Capped Call Transactions

On June 9, 2020, in connection with the pricing of the Notes, the Company entered into privately negotiated capped call transactions (the "Capped Call Transactions") with one of the initial purchasers and certain other financial institutions (the "Option Counterparties"). The Capped Call Transactions will cover, subject to anti-dilution adjustments, the number of shares of Class A Common Stock underlying the Notes sold in the offering. The Capped Call Transactions are generally expected to reduce potential dilution to the Class A Common Stock upon any conversion of Notes and/or offset any cash payments the Company is required to make in excess of the principal amount of converted Notes, as the case may be, with such reduction and/or offset subject to a cap. The cap price of the Capped Call Transactions will initially be $360.14 per share, which represents a premium of 100.0% over the last reported sale price of the Class A Common Stock of $180.07 per share on June 9, 2020, and is subject to certain adjustments under the terms of the capped call transactions.

The Capped Call Transactions are separate transactions entered into by the Company with the Option Counterparties, and are not part of the terms of the Notes and will not affect any holder's rights under the Notes. Holders of the Notes will not have any rights with respect to the Capped Call Transactions.

The foregoing descriptions of the Capped Call Transactions are qualified in . . .

- [PROBLEM TO WORK ON]: Extend the excerpt on capped call transactions, picking up right after its last words. The lines that follow aren't needed for anything here.

- [LISTING]:

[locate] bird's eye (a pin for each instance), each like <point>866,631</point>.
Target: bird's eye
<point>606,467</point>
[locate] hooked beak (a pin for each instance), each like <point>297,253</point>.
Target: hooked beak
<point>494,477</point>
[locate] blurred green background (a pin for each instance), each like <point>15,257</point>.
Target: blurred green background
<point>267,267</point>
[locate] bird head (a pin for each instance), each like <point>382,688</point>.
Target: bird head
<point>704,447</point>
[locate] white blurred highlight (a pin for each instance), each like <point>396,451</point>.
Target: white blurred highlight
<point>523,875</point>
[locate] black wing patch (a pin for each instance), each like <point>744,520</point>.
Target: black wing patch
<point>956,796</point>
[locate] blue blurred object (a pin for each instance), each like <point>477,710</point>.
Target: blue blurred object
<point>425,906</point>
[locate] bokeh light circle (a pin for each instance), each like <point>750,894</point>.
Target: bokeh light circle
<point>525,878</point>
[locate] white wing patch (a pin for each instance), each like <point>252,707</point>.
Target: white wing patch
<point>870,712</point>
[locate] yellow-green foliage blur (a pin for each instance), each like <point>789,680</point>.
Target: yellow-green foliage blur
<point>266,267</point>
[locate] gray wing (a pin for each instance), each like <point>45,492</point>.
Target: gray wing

- [RESPONSE BELOW]:
Item 2.03 Creation of a Direct Financial Obligation or an Obligation under an

Off-Balance Sheet Arrangement of a Registrant.

The information set forth under Item 1.01 of this Current Report on Form 8-K is incorporated herein by reference.

Item 3.02 Unregistered Sale of Equity Securities.

The information set forth under Item 1.01 of this Current Report on Form 8-K is incorporated herein by reference.

The Company offered and sold the Notes to the initial purchasers in reliance on the exemption from registration provided by Section 4(a)(2) of the Securities Act of 1933, as amended (the "Securities Act"), and for resale by the initial purchasers to qualified institutional buyers pursuant to the exemption from registration provided by Rule 144A under the Securities Act. The Company relied on these exemptions from registration based in part on representations made by the initial purchasers in the purchase agreement pursuant to which the Company sold the Notes to the initial purchasers. The shares of the Class A Common Stock issuable upon conversion of the Notes, if any, have not been registered under the Securities Act and may not be offered or sold in the United States absent registration or an applicable exemption from registration requirements.

To the extent that any shares of the Class A Common Stock are issued upon conversion of the Notes, they will be issued in transactions anticipated to be exempt from registration under the Securities Act by virtue of Section 3(a)(9) thereof, because no commission or other remuneration is expected to be paid in connection with conversion of the Notes and any resulting issuance of shares of the Class A Common Stock.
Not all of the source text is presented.